Saved entries
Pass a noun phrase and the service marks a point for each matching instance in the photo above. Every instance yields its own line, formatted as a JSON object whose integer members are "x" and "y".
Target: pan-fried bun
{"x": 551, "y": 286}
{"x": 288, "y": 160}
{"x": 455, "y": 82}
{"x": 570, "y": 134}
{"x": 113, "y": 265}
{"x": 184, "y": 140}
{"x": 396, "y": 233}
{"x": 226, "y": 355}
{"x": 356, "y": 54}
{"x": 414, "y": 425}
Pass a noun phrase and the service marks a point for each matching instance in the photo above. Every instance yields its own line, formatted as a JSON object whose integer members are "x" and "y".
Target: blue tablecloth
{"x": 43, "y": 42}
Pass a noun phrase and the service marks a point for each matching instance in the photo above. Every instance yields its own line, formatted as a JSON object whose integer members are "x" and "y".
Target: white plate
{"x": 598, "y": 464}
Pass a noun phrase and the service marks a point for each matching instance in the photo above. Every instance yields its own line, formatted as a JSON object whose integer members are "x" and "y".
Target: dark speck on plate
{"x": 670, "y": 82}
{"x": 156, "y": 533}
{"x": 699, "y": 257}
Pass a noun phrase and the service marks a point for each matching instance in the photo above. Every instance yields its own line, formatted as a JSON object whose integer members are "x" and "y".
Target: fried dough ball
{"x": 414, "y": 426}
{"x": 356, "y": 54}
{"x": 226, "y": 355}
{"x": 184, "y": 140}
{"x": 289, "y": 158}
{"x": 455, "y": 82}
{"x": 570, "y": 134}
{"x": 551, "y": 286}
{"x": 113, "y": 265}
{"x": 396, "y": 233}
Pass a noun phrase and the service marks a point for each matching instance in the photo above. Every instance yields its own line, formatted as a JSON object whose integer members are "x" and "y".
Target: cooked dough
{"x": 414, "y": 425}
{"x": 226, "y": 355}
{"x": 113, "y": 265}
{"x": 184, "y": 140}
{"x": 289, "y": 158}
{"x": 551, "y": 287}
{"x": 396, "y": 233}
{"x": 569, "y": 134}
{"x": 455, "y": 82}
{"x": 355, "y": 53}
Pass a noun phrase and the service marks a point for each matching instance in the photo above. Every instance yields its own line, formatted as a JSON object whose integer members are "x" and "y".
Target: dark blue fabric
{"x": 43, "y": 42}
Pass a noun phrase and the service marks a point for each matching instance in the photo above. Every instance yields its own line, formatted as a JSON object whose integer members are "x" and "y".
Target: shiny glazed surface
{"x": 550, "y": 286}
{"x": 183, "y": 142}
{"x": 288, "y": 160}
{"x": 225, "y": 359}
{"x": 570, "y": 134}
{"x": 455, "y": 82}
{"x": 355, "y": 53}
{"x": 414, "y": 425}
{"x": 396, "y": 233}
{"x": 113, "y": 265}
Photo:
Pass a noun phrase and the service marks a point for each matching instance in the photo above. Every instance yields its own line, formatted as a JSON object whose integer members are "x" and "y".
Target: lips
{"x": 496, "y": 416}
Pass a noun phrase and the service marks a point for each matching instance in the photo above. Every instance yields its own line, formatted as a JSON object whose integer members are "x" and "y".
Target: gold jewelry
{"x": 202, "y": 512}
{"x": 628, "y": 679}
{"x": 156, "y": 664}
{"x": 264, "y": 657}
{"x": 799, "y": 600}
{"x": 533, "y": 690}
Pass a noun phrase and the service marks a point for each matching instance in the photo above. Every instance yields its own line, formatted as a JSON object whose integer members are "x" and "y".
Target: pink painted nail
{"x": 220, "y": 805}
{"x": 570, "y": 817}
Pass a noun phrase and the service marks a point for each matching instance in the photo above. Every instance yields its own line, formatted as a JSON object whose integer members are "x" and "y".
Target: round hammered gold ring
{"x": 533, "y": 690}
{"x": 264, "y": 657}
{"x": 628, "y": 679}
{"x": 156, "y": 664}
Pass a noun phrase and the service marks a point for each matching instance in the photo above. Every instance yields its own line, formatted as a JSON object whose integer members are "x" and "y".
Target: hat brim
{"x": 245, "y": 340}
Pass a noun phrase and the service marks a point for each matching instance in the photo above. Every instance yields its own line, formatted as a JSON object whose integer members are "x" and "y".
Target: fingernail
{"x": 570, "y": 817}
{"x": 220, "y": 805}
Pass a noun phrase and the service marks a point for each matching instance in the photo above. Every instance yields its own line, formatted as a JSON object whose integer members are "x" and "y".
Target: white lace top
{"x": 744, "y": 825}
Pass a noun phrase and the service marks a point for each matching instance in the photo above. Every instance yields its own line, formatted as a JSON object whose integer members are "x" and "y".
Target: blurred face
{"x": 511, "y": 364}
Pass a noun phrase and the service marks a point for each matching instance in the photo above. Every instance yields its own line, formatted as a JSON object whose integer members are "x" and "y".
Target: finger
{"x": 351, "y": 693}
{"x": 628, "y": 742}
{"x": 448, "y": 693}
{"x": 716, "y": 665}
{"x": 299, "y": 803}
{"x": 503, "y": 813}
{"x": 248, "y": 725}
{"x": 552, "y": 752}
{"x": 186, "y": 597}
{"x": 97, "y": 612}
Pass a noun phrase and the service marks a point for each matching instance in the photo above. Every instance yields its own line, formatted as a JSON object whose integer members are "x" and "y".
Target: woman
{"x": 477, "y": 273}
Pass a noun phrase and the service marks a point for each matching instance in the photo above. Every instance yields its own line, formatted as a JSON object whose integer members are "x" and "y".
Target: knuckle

TASK —
Your reply should be all of the data, returned exactly.

ANSWER TO THE PROBLEM —
Pass a noun phrase and the service marks a point for each matching instance in the photo above. Every instance yields its own line, formatted as a JSON object whose integer members are "x" and "y".
Target: pan-fried bun
{"x": 551, "y": 286}
{"x": 288, "y": 160}
{"x": 455, "y": 82}
{"x": 570, "y": 134}
{"x": 113, "y": 265}
{"x": 184, "y": 140}
{"x": 396, "y": 233}
{"x": 226, "y": 355}
{"x": 356, "y": 54}
{"x": 414, "y": 425}
Pass a noun phrase and the service marks a point for each matching instance in the photo above. Every instance yields its own line, formatted as a JSON object whose integer members are "x" and "y".
Target: blue tablecloth
{"x": 43, "y": 42}
Pass a noun phrase and the service marks a point for each matching instance in the photo above. Every instance yields its own line, formatted as a JSON object whose integer members are "x" and "y".
Target: white plate
{"x": 598, "y": 464}
Pass a noun phrase and the service marks a point for each matching instance in the photo above. Every instance yields its own line, formatted as a JSON object whose integer members are "x" and "y".
Target: dark speck on plate
{"x": 670, "y": 82}
{"x": 156, "y": 533}
{"x": 699, "y": 257}
Pass a noun phrase and the service marks a point for each matching instance in the photo above. Every instance yields its own line, formatted as a JSON object whose integer members are "x" and "y".
Target: fried dough ball
{"x": 414, "y": 426}
{"x": 356, "y": 54}
{"x": 226, "y": 355}
{"x": 184, "y": 140}
{"x": 289, "y": 158}
{"x": 455, "y": 82}
{"x": 570, "y": 134}
{"x": 551, "y": 286}
{"x": 113, "y": 265}
{"x": 396, "y": 233}
Pass a noun phrase and the service marks a point for each matching instance in the photo above. Every instance yields its own line, formatted as a JSON object whose integer members are "x" and "y".
Target: cooked dough
{"x": 414, "y": 425}
{"x": 226, "y": 355}
{"x": 113, "y": 265}
{"x": 184, "y": 140}
{"x": 289, "y": 158}
{"x": 551, "y": 287}
{"x": 396, "y": 233}
{"x": 569, "y": 134}
{"x": 455, "y": 82}
{"x": 355, "y": 53}
Pass a noun phrase and the service marks a point for each matching instance in the photo above. Every instance yields its own line, formatted as a JSON object whose integer members are "x" and "y".
Target: dark blue fabric
{"x": 43, "y": 42}
Pass a noun phrase and the service marks a point for each matching instance in the photo above. Every instance yields its own line, formatted as a JSON object whose integer members are "x" and "y".
Target: shiny glazed surface
{"x": 550, "y": 286}
{"x": 183, "y": 142}
{"x": 288, "y": 160}
{"x": 225, "y": 359}
{"x": 570, "y": 134}
{"x": 455, "y": 82}
{"x": 355, "y": 53}
{"x": 414, "y": 425}
{"x": 396, "y": 233}
{"x": 113, "y": 265}
Photo:
Pass a noun phrase and the service marks a point for each matching instance in the photo above. Every instance yields its own line, formatted as a JSON object whose integer members are "x" and "y".
Target: lips
{"x": 496, "y": 416}
Pass a noun phrase and the service marks a point for each matching instance in the photo above. Every instance yields its own line, formatted as a JSON object whose integer members are "x" and "y".
Target: gold jewelry
{"x": 202, "y": 512}
{"x": 628, "y": 679}
{"x": 156, "y": 664}
{"x": 264, "y": 657}
{"x": 799, "y": 600}
{"x": 533, "y": 690}
Pass a noun phrase and the service marks a point for each matching instance in the photo above. Every instance yields its own line, formatted as a JSON object whose integer members are "x" and "y".
Target: pink painted nail
{"x": 220, "y": 805}
{"x": 570, "y": 817}
Pass a noun phrase and the service marks a point for each matching instance in the photo above. Every instance yields its own line, formatted as a JSON object whose integer members are "x" and "y".
Target: round hammered gold ring
{"x": 533, "y": 690}
{"x": 264, "y": 657}
{"x": 628, "y": 679}
{"x": 156, "y": 664}
Pass a noun phrase and the service marks a point for each matching instance in the photo above. Every instance yields its own line, formatted as a JSON object whose integer members are "x" and "y".
Target: hat brim
{"x": 245, "y": 340}
Pass a noun phrase and the service marks a point for each matching instance in the photo above. Every instance yields its own line, formatted as a JSON object whose integer members are "x" and "y".
Target: fingernail
{"x": 570, "y": 817}
{"x": 220, "y": 805}
Pass a noun phrase and the service marks a point for each matching instance in the photo above. Every instance yields its own line, formatted as a JSON object whose integer members are "x" and "y".
Target: white lace top
{"x": 744, "y": 825}
Pass a noun phrase and the service marks a point for each matching instance in the photo above. Every instance yields its own line, formatted as a JSON object whose integer members are "x" and "y".
Target: blurred face
{"x": 511, "y": 364}
Pass a noun phrase and the service marks a point for each matching instance in the photo above. Every instance yields its own line, formatted as a JSON object whose integer members are "x" and "y".
Target: finger
{"x": 351, "y": 693}
{"x": 628, "y": 742}
{"x": 448, "y": 693}
{"x": 716, "y": 665}
{"x": 299, "y": 803}
{"x": 503, "y": 813}
{"x": 248, "y": 725}
{"x": 552, "y": 752}
{"x": 186, "y": 597}
{"x": 97, "y": 612}
Pass a noun phrase and the service marks a point for each matching instance in the photo above. Every instance yields its own line, formatted as a JSON object whose integer members are "x" and "y".
Target: woman
{"x": 477, "y": 273}
Pass a noun phrase and the service marks a point for each matching instance in the photo above. Every instance yields its own line, formatted as a JSON object whose integer members are "x" and "y".
Target: knuckle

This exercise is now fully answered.